Dataset records:
------------------------------------------------
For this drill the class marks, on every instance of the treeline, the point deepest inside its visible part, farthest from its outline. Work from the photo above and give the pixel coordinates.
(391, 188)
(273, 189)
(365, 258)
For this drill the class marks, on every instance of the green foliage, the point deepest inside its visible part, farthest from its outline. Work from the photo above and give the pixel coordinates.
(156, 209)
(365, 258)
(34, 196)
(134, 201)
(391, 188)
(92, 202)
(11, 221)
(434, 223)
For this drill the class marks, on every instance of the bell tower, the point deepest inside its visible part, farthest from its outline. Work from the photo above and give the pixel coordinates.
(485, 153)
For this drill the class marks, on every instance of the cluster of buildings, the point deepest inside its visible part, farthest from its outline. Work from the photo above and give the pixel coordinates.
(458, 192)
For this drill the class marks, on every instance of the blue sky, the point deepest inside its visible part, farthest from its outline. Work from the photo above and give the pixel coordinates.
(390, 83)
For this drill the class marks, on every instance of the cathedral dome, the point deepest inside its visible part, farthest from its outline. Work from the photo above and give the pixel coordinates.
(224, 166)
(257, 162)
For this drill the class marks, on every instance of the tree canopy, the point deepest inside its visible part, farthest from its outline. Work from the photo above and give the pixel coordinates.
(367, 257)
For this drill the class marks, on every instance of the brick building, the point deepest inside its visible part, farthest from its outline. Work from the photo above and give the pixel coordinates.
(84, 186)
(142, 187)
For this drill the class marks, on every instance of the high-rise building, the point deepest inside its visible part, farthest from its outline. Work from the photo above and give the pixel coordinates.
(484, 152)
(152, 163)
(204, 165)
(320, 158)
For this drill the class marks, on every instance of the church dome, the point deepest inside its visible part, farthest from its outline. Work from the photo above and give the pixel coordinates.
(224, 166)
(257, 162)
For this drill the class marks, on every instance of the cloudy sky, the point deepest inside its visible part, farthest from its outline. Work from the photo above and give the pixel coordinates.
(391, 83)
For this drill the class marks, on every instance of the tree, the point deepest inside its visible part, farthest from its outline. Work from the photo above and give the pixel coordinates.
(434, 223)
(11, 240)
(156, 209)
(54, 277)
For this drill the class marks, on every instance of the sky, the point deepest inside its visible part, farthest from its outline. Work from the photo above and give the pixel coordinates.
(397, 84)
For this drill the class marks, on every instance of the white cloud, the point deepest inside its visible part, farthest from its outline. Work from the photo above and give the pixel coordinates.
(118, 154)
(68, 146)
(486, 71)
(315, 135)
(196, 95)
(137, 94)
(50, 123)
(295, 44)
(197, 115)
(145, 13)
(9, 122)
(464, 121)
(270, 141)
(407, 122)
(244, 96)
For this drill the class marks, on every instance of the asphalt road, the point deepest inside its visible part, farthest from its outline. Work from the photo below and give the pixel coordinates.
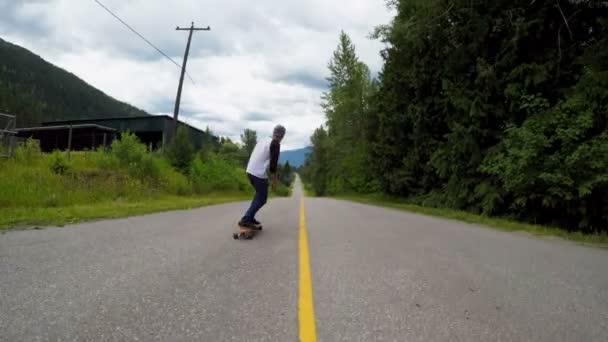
------------------------------------------------
◆ What you will do: Exactly repeat only the lines from the one with "of the white" to the closing line above, both included, and omit every picture.

◆ Response area:
For this drill the class marks, on every instance of the white cloud, the point deepest inside its visible part, farthest from its outline. Work from the photo above and give the pixel coordinates.
(118, 154)
(68, 146)
(486, 71)
(315, 135)
(196, 95)
(137, 94)
(50, 123)
(295, 44)
(197, 115)
(145, 13)
(9, 122)
(464, 121)
(270, 141)
(407, 122)
(244, 96)
For this drill the class marks, on every instance of the asphalt road, the point deepest inside its visible part, farthest from its outline. Work from the photo below and give the pixel coordinates.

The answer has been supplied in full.